** Opening Provided entries block **

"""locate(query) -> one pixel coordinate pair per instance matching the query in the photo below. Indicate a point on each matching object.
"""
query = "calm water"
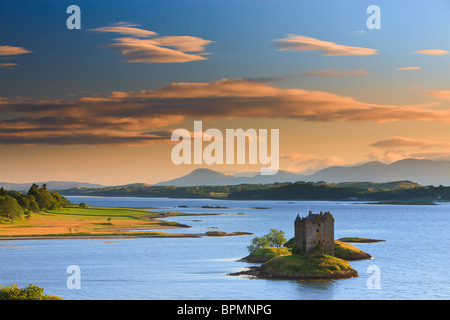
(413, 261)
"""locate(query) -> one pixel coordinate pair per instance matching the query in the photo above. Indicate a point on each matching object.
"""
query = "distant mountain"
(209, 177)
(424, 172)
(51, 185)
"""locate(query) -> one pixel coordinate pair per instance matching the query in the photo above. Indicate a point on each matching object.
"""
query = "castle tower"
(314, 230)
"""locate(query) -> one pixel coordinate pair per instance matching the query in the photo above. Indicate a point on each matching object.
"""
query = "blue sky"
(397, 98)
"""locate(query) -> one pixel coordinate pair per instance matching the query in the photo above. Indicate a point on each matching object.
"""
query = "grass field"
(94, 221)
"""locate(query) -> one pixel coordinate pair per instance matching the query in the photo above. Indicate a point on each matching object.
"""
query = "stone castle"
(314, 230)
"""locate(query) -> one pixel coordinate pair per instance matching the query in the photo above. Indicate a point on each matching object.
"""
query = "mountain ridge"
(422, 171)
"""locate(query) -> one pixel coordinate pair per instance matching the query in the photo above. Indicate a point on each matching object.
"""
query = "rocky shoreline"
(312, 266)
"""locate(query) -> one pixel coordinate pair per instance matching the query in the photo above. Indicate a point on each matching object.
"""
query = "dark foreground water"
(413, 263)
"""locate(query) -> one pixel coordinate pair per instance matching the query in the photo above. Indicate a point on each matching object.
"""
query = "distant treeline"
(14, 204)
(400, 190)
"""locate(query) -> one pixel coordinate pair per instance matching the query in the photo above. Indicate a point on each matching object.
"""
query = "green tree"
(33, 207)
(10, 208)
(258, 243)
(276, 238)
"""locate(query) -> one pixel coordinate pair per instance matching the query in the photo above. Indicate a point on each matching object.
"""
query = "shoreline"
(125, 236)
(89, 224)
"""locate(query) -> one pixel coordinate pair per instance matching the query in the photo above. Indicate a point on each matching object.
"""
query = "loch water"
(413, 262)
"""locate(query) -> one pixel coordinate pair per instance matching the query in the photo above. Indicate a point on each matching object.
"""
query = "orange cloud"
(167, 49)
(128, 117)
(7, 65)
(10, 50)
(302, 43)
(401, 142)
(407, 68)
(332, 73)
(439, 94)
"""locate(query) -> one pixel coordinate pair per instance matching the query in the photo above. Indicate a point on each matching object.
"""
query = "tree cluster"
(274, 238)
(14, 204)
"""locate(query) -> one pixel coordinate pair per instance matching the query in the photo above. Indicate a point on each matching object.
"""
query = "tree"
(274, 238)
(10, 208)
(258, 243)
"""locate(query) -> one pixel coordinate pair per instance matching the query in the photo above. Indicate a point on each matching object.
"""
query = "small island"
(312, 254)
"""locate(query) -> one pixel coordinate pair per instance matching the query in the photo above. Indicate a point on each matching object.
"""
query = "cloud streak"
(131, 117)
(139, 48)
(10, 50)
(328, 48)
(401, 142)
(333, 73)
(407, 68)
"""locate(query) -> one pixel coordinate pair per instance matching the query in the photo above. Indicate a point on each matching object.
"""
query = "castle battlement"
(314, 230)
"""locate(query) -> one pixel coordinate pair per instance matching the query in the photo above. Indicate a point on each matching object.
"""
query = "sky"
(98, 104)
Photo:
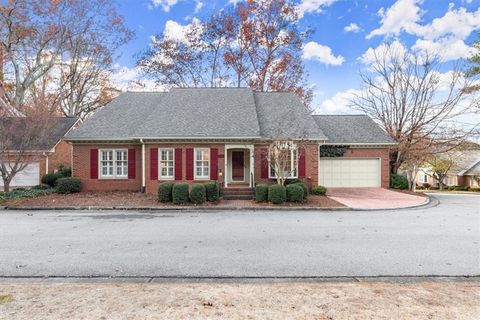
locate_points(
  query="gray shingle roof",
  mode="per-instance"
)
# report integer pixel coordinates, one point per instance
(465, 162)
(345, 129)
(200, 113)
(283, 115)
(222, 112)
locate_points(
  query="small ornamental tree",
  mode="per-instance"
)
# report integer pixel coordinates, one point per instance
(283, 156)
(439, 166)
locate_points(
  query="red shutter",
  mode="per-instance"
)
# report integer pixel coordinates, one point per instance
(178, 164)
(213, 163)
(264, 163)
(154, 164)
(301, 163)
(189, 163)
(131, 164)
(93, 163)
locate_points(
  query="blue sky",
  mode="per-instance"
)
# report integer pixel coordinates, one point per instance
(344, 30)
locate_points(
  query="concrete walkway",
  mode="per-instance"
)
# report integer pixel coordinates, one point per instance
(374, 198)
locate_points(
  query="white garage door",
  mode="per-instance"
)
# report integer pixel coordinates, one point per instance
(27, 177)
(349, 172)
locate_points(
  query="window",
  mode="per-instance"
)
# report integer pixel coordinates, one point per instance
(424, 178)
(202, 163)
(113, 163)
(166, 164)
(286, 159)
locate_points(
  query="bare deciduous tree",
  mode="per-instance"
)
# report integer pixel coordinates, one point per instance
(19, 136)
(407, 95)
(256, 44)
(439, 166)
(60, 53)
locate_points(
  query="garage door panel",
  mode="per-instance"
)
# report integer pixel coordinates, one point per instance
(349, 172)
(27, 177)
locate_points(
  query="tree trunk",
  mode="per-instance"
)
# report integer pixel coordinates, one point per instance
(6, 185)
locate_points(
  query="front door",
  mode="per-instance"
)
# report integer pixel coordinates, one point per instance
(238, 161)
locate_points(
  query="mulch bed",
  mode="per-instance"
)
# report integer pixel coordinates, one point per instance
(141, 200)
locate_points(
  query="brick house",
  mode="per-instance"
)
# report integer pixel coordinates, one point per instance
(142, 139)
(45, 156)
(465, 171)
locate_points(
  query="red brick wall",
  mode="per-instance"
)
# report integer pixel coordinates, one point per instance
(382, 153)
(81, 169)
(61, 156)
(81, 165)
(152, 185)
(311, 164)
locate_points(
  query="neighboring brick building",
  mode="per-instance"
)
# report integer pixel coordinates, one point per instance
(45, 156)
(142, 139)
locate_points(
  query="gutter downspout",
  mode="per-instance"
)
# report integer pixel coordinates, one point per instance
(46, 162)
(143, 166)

** Closing Provided entries block **

Look for the string "brick" in the entries above. Copy every line that has it.

• [Answer to this task]
  query="brick house",
  query="red brick wall",
  query="neighboring brick building",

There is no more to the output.